Problem to work on:
Rewrite every line of all the items below, requests included, scaling each coordinate in the traced outlines by 0.3 and rounding to whole numbers with halves going up. Leave the pictures out of your answer.

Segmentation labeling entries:
━━━━━━
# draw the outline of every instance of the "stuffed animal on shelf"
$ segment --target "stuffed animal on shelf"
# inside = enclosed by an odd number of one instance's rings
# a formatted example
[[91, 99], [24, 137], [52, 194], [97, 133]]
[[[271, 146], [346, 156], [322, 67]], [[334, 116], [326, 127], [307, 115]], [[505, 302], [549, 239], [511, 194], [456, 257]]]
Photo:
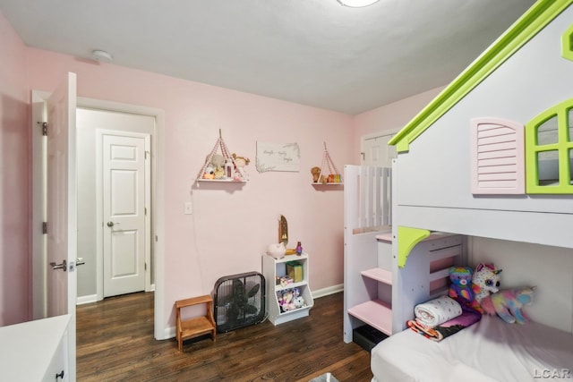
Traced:
[[295, 297], [293, 301], [295, 302], [295, 308], [296, 309], [303, 308], [304, 306], [304, 299], [303, 296]]
[[500, 273], [501, 269], [496, 269], [493, 264], [480, 263], [475, 267], [472, 276], [472, 289], [478, 303], [484, 297], [500, 290]]
[[282, 259], [285, 257], [285, 253], [286, 253], [286, 247], [285, 247], [285, 243], [282, 242], [276, 244], [269, 244], [267, 249], [267, 253], [275, 259]]
[[449, 267], [451, 284], [448, 295], [466, 306], [471, 306], [475, 301], [474, 291], [472, 290], [472, 274], [473, 270], [469, 267]]
[[481, 306], [490, 316], [497, 314], [509, 324], [525, 324], [527, 318], [522, 309], [533, 302], [534, 289], [525, 287], [500, 291], [482, 299]]
[[295, 297], [293, 296], [293, 292], [291, 290], [283, 292], [282, 300], [279, 302], [280, 309], [282, 309], [283, 311], [288, 311], [296, 309], [294, 299]]
[[248, 166], [249, 163], [251, 163], [251, 159], [245, 157], [237, 157], [237, 155], [235, 153], [231, 154], [231, 157], [233, 157], [235, 167], [236, 168], [236, 173], [238, 173], [235, 174], [234, 179], [235, 181], [248, 181], [249, 175], [244, 167]]
[[312, 183], [318, 183], [321, 176], [321, 167], [314, 166], [311, 168], [311, 174], [312, 174]]
[[224, 170], [225, 157], [220, 154], [213, 154], [210, 165], [215, 170]]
━━━━━━
Response:
# draw the outline of every instance of the "stuffed animal on shelf"
$ segment --target "stuffed animal on shelf"
# inside = enclosed by an odd number of one instance's rings
# a formatted example
[[91, 99], [24, 137], [52, 194], [97, 133]]
[[[271, 146], [346, 156], [322, 67]], [[334, 116], [326, 127], [307, 115]], [[505, 302], [549, 239], [511, 194], [456, 257]]]
Photo:
Traced:
[[89, 89], [88, 90], [89, 91], [89, 92], [89, 93], [91, 92], [91, 92], [91, 90], [91, 89]]
[[150, 82], [150, 81], [149, 81], [148, 79], [144, 79], [143, 80], [142, 83], [142, 87], [143, 91], [145, 89], [150, 87]]
[[85, 78], [86, 77], [86, 76], [86, 76], [86, 74], [86, 74], [86, 73], [85, 73], [83, 73], [81, 73], [80, 75], [80, 76], [83, 78]]
[[135, 80], [135, 85], [134, 89], [140, 92], [141, 92], [143, 90], [142, 87], [142, 87], [142, 82], [142, 81], [141, 80]]
[[144, 92], [147, 95], [149, 94], [153, 97], [158, 97], [158, 95], [157, 93], [160, 91], [160, 87], [158, 86], [150, 87], [145, 90]]
[[89, 89], [88, 89], [88, 88], [87, 87], [85, 88], [85, 90], [84, 91], [84, 93], [85, 93], [85, 93], [86, 93], [89, 93], [88, 90]]
[[74, 50], [75, 49], [75, 49], [75, 48], [74, 47], [71, 47], [71, 47], [71, 46], [69, 46], [69, 47], [70, 47], [71, 50], [71, 50], [71, 52], [71, 52], [71, 52], [70, 54], [71, 54], [74, 54], [75, 53], [73, 50]]
[[94, 55], [95, 55], [96, 53], [96, 50], [94, 50], [93, 50], [93, 52], [94, 52]]
[[67, 51], [68, 47], [66, 46], [64, 46], [63, 50], [65, 51]]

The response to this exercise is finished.